▸ **Task to carry out**: Every line from the one that contains "target: forested mountain slope" to the end of the records must be restated word for word. No other line belongs in the answer.

Stored records:

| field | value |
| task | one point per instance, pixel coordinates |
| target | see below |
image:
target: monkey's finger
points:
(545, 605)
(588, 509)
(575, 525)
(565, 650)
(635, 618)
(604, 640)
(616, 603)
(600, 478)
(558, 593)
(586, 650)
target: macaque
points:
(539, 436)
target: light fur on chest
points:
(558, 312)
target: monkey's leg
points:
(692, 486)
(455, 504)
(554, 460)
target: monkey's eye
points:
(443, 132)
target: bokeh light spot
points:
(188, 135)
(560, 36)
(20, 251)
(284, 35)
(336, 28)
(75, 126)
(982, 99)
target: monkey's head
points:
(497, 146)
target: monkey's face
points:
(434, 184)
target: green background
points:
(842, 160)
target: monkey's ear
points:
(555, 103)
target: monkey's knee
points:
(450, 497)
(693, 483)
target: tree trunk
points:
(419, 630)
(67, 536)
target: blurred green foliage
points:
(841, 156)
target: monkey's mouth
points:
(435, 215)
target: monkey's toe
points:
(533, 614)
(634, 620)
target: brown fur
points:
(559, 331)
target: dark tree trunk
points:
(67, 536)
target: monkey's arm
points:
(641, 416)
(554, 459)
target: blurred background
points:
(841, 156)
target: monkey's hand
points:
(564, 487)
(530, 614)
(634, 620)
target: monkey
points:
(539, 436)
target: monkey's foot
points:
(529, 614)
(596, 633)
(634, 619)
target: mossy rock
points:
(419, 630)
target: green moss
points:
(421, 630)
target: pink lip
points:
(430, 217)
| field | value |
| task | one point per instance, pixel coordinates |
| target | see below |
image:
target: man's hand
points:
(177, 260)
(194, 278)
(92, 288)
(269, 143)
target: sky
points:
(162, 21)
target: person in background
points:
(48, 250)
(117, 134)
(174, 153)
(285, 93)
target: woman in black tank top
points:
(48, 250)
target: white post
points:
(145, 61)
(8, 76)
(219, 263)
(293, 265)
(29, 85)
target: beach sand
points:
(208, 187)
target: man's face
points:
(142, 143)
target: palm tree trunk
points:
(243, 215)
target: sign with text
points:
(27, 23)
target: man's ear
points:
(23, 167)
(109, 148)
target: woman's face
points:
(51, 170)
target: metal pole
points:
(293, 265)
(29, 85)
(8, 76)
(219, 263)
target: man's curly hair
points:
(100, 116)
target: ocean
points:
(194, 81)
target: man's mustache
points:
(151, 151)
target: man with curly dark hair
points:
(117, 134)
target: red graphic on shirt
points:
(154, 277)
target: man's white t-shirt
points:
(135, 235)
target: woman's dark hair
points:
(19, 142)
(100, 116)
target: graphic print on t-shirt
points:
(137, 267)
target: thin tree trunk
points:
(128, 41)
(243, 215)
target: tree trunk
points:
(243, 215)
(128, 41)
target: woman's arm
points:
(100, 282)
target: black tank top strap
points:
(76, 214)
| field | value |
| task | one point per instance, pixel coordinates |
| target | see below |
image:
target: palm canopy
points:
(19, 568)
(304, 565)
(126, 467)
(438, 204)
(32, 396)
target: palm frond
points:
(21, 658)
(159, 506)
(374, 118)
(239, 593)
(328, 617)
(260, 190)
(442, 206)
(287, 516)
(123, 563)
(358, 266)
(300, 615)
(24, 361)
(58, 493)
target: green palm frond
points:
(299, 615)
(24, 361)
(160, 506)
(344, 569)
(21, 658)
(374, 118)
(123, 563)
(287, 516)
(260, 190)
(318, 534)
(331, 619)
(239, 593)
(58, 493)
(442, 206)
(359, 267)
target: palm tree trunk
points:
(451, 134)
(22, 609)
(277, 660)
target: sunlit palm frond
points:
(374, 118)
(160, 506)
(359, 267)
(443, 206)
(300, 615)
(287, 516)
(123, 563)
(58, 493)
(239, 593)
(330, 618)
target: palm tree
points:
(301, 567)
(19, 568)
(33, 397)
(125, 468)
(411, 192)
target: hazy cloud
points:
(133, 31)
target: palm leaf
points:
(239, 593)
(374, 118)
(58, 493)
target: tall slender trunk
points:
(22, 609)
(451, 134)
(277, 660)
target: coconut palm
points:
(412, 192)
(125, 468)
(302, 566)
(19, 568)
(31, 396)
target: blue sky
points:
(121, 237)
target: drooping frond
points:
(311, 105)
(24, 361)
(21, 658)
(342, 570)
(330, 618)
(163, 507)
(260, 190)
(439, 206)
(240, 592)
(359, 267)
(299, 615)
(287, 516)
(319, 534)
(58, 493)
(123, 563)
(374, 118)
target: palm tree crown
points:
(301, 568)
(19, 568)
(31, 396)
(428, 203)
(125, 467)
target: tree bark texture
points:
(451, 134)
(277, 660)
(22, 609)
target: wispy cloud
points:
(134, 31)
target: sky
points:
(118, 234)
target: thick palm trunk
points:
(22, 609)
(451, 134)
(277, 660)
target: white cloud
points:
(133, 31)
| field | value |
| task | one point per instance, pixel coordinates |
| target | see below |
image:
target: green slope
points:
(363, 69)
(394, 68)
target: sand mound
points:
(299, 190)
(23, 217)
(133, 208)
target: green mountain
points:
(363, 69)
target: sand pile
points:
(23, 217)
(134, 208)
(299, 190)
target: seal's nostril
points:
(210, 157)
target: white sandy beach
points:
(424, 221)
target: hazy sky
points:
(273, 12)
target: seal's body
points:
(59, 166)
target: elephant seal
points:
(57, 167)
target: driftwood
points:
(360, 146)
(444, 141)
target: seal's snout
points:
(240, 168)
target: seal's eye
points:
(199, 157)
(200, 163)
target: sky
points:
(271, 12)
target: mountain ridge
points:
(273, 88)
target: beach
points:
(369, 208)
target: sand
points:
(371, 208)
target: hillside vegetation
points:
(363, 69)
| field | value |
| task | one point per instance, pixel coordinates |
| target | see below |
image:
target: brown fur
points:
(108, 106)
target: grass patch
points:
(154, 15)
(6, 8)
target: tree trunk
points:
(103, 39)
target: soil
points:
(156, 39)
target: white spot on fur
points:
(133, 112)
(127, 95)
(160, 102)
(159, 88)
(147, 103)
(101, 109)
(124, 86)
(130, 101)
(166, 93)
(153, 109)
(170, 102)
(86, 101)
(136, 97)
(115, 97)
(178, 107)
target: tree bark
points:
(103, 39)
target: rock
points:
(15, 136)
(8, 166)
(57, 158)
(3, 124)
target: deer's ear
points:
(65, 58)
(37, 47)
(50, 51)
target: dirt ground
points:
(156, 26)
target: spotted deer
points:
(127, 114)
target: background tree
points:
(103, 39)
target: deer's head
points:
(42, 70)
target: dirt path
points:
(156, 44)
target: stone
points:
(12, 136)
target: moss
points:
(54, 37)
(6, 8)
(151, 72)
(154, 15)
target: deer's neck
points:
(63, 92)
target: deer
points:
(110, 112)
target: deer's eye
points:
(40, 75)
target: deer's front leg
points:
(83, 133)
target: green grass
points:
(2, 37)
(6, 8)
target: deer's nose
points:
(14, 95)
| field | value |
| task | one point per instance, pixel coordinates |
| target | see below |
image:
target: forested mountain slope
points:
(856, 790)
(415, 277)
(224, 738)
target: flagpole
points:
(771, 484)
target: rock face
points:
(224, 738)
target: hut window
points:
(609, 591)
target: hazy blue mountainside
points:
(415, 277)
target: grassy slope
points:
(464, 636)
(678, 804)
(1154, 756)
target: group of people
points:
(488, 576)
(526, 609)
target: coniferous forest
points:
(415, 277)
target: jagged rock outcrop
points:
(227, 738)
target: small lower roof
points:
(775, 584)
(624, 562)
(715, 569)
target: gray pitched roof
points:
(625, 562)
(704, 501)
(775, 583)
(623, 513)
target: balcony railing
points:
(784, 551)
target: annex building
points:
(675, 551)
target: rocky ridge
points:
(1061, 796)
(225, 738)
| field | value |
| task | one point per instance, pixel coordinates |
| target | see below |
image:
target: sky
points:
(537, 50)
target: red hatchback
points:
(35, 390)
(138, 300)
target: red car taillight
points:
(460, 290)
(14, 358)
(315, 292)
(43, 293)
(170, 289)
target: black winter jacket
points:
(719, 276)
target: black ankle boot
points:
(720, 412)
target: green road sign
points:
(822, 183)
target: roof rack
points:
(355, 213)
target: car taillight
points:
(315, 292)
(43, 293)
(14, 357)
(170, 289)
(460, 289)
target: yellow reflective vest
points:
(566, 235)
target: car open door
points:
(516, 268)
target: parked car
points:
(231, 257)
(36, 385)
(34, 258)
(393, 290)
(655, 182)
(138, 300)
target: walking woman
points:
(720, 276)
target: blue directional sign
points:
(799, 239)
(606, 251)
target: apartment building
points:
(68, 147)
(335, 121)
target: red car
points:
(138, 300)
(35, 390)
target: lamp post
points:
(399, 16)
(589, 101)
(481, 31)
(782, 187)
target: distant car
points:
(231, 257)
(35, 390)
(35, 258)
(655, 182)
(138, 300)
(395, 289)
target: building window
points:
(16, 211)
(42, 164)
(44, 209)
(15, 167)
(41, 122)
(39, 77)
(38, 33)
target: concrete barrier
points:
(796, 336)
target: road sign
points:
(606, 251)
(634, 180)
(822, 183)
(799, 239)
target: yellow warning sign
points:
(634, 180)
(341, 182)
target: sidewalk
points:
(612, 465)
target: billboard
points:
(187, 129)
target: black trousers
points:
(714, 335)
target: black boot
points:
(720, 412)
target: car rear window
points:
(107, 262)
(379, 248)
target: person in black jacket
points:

▸ **Exercise output**:
target: forested mountain slope
points:
(856, 790)
(415, 277)
(224, 738)
target: flagpole
points:
(771, 484)
target: rock face
points:
(224, 738)
target: hut window
points:
(609, 591)
target: hazy blue mountainside
points:
(415, 277)
target: grassy slope
points:
(464, 636)
(678, 804)
(1154, 756)
target: group of people
points:
(488, 576)
(526, 609)
target: coniferous forest
points:
(415, 277)
target: jagged rock outcrop
points:
(227, 738)
target: small lower roof
points:
(775, 584)
(624, 562)
(715, 569)
target: gray pitched roof
points:
(625, 562)
(704, 501)
(775, 583)
(623, 513)
target: balcony railing
points:
(784, 551)
target: annex building
points:
(675, 551)
target: rocky ridge
points:
(1061, 796)
(225, 738)
| field | value |
| task | one point per instance, pixel coordinates |
| target | see below |
image:
target: sky
points:
(537, 50)
target: red hatchback
points:
(35, 390)
(138, 300)
target: red car taillight
points:
(460, 290)
(14, 358)
(315, 292)
(43, 293)
(170, 289)
target: black winter jacket
points:
(719, 276)
target: black ankle boot
points:
(720, 412)
target: green road sign
points:
(822, 183)
target: roof rack
points:
(355, 213)
target: car taillight
points:
(315, 292)
(43, 293)
(14, 357)
(170, 289)
(460, 289)
target: yellow reflective vest
points:
(566, 235)
target: car open door
points:
(516, 268)
target: parked car
points:
(231, 257)
(36, 385)
(34, 258)
(393, 290)
(655, 182)
(138, 300)
target: walking woman
points:
(720, 276)
target: blue directional sign
points:
(799, 239)
(606, 251)
target: apartment building
points:
(68, 147)
(335, 121)
target: red car
points:
(138, 300)
(35, 390)
target: lamp post
points:
(399, 16)
(589, 101)
(481, 31)
(782, 187)
target: distant car
points:
(231, 257)
(35, 390)
(35, 258)
(655, 182)
(138, 300)
(395, 289)
target: building window
points:
(16, 211)
(42, 164)
(44, 209)
(15, 167)
(41, 122)
(39, 77)
(38, 33)
target: concrete barrier
points:
(796, 336)
target: road sign
points:
(606, 251)
(634, 180)
(822, 183)
(799, 239)
target: yellow warning sign
points:
(634, 180)
(341, 182)
target: sidewalk
points:
(612, 465)
target: billboard
points:
(187, 129)
target: black trousers
points:
(714, 335)
target: black boot
points:
(720, 412)
target: car rear window
points:
(107, 262)
(379, 248)
target: person in black jacket
points:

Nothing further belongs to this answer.